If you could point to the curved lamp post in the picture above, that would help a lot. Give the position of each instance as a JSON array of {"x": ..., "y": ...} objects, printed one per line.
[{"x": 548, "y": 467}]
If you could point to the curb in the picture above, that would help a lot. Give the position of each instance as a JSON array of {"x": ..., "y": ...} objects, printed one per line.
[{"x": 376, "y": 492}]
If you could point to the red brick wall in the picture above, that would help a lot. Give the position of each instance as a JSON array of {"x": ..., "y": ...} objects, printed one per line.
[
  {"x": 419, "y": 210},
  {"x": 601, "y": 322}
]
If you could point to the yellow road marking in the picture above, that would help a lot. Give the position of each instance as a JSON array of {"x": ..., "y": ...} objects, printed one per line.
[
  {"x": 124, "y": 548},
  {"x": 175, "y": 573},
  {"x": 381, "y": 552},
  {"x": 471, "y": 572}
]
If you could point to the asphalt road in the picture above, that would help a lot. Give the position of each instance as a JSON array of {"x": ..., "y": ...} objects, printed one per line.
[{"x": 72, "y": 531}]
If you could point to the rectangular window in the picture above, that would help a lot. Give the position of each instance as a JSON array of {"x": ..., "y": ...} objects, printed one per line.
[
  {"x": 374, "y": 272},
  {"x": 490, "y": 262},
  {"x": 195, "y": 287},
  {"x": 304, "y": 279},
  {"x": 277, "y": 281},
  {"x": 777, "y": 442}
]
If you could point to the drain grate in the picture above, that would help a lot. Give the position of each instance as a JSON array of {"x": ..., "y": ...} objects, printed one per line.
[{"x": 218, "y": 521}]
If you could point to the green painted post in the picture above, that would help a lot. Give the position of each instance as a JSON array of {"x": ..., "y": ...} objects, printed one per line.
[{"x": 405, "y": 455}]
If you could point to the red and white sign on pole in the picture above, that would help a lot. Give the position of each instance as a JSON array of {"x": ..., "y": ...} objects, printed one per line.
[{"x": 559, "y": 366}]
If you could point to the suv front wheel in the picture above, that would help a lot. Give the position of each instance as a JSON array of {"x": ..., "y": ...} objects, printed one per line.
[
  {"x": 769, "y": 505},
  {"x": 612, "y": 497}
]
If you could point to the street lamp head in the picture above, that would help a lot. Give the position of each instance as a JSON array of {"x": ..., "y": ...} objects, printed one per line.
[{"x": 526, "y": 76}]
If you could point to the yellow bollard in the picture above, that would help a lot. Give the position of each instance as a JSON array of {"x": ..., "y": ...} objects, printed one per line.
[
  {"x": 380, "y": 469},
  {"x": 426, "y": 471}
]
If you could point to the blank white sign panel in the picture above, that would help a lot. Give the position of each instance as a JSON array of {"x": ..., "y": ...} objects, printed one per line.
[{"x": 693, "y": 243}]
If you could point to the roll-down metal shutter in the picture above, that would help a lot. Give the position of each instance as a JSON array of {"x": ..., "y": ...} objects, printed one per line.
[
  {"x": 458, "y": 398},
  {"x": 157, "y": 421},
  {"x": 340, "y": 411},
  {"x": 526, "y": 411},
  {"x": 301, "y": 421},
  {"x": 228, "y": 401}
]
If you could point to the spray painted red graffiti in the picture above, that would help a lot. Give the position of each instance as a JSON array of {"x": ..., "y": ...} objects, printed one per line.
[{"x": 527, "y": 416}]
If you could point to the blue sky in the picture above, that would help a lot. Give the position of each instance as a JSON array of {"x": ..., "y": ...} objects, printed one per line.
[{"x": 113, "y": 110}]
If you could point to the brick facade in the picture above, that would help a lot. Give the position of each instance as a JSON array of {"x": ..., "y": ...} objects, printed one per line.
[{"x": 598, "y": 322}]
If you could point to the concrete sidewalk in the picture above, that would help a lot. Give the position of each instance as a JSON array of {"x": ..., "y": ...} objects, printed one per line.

....

## The request
Reproduce all of the records exactly.

## Expected output
If you could point to the curved lamp post in the picture above, that would help a lot. Give the position of each instance as a JSON array of {"x": ..., "y": ...} objects, printed one per line.
[{"x": 548, "y": 467}]
If you could point to the curb in the picture above, that would help a lot. Give the position of each instance as a JSON array of {"x": ..., "y": ...} objects, printed one per line.
[{"x": 376, "y": 492}]
If you could point to the red brick wall in the picture above, that would help a lot. Give the position of each instance as a JSON array of {"x": ..., "y": ...} objects, printed one per line.
[
  {"x": 419, "y": 210},
  {"x": 601, "y": 322}
]
If you could point to the yellow road marking in the picture above, that would help a lot. Give the position of each instance as a JSON array of {"x": ..., "y": ...} objects, printed one per line.
[
  {"x": 124, "y": 548},
  {"x": 175, "y": 573},
  {"x": 381, "y": 552},
  {"x": 471, "y": 572}
]
If you could point to the asphalt road in the picture above, that would help a lot. Give the position of each instance as a JSON array of {"x": ..., "y": ...} objects, printed one per line.
[{"x": 72, "y": 531}]
If you could point to the rectangular window in the picture above, that would help a lot. Give the position of each instance as a JSON array of {"x": ..., "y": ...} objects, printed one per line.
[
  {"x": 374, "y": 272},
  {"x": 490, "y": 262},
  {"x": 195, "y": 287},
  {"x": 304, "y": 279},
  {"x": 277, "y": 281},
  {"x": 777, "y": 442}
]
If you could point to the drain grate in the picture above, that would help a lot. Give the position of each instance as a JSON array of {"x": ..., "y": ...} objects, printed one per line.
[{"x": 218, "y": 521}]
If you could point to the green painted post in the picture above, that would help a lot. Give the position of each instance as a JSON array of {"x": ..., "y": ...} objects, printed one per line.
[{"x": 405, "y": 455}]
If you could point to the red and white sign on pole in the picture above, that would help a lot. Give the position of each instance as a JSON array of {"x": ..., "y": ...} objects, printed one per line.
[{"x": 559, "y": 366}]
If you could point to the suv front wheel in the picture above, that would help a lot. Give the position of each instance as a JSON array of {"x": ..., "y": ...} objects, printed one per line.
[
  {"x": 769, "y": 505},
  {"x": 612, "y": 497}
]
If you could point to the street lamp head in the picture above, that would help a lot. Give the position of each instance as a JSON array of {"x": ..., "y": ...} objects, printed one per line.
[{"x": 526, "y": 76}]
If you could point to the yellow bollard in the picture above, that would help a lot. Give the position of each instance as a JSON array of {"x": ..., "y": ...} objects, printed one per line.
[
  {"x": 380, "y": 469},
  {"x": 426, "y": 471}
]
If you could point to the blank white sign panel in the picture above, that would help a lot. Give the position of each instance as a JSON array of {"x": ..., "y": ...} objects, printed one per line.
[{"x": 693, "y": 243}]
If you could point to the roll-down metal shutter in the picture above, that would help a lot. Give the position of each instance as a JSON array of {"x": ..., "y": ...} objects, printed one per line.
[
  {"x": 458, "y": 398},
  {"x": 157, "y": 421},
  {"x": 340, "y": 411},
  {"x": 526, "y": 411},
  {"x": 301, "y": 421},
  {"x": 228, "y": 401}
]
If you could point to the spray painted red graffiti in the picture above, that would help a lot. Give the position of each instance as a JSON array of {"x": ..., "y": ...} objects, printed one per line.
[{"x": 527, "y": 416}]
If you could point to the blue sky in the picture above, that would help a lot. Give the position of each instance as a JSON array of {"x": ..., "y": ...} objects, printed one per line.
[{"x": 113, "y": 110}]
If you could point to the brick facade in the picture above, that would help a lot. Give the position of each instance as a JSON array of {"x": ..., "y": ...} objects, printed one per line.
[{"x": 598, "y": 322}]
If you could point to the concrete sidewalk in the picture above, that would help a lot. Give the position of each instance as a JSON array of {"x": ..., "y": ...} objects, printed one per line.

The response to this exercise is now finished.